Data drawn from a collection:
════════

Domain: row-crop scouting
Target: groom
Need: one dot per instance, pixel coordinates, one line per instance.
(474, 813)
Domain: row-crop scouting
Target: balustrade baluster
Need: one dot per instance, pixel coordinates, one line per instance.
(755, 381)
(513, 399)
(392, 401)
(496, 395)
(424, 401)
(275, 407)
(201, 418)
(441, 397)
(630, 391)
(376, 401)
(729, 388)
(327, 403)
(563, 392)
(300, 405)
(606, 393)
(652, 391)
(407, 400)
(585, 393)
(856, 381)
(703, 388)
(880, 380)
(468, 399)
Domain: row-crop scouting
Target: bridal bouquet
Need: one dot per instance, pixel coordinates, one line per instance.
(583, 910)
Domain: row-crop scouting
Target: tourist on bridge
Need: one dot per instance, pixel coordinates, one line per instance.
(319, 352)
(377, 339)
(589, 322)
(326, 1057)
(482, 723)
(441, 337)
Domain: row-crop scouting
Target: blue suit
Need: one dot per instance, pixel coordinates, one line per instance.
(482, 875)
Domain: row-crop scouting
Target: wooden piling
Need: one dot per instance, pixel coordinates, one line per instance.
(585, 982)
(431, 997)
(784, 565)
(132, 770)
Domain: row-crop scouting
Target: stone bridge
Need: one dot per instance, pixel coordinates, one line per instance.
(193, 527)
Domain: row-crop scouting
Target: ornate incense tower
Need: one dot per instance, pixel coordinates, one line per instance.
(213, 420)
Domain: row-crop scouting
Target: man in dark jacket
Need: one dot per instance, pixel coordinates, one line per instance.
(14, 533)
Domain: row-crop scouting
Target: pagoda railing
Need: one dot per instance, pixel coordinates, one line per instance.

════════

(WHAT YOU HAVE TO DO)
Write out every line of the entries again, requests included, and scale each coordinate in the answers by 1.65, rounding to whole numbers with halves rounded up.

(WRITTEN REPLY)
Domain: row-crop scouting
Target: groom
Need: one dot per instance, pixel coordinates, one line per instance.
(782, 1341)
Domain: row-crop scouting
Target: balustrade baluster
Need: one dot per instance, pixel coordinates, one line per instance.
(1246, 629)
(846, 658)
(647, 662)
(818, 652)
(700, 662)
(454, 672)
(332, 690)
(728, 655)
(1040, 645)
(620, 662)
(1203, 640)
(540, 665)
(929, 647)
(495, 668)
(1000, 648)
(1076, 645)
(672, 660)
(965, 648)
(1412, 629)
(1160, 640)
(1452, 627)
(772, 658)
Domain: row-crop scouting
Target: bridal bouquet
Need: one dot per instance, pixel coordinates, one line per instance.
(962, 1502)
Domain: row-crop scouting
Target: tourist on bridge
Need: one dot per instance, pixel coordinates, one line per instance.
(526, 581)
(622, 559)
(972, 531)
(538, 1744)
(795, 1193)
(728, 556)
Domain: row-crop scouting
Target: blue suit
Need: one dot per instance, pixel coordinates, one line per instance.
(795, 1444)
Domain: row-crop scouting
Target: wooden piling
Need: one dot per instance, pixel coordinates, one line per instance.
(965, 1620)
(711, 1645)
(1294, 932)
(218, 1271)
Domain: row-crop scouting
Target: stone bridge
Need: one dot per instance, pixel coordinates, one line per instance.
(318, 870)
Domain: row-crop scouting
Target: ornate incense tower
Need: one dot per instance, pixel coordinates, one line per instance.
(351, 693)
Domain: row-crop scouting
Target: man in dark jacket
Need: one dot per instance, pixel coordinates, one line per instance.
(23, 879)
Domain: row-crop scouting
Target: pagoda railing
Need: one dot per instance, pixel coordinates, one line per instance.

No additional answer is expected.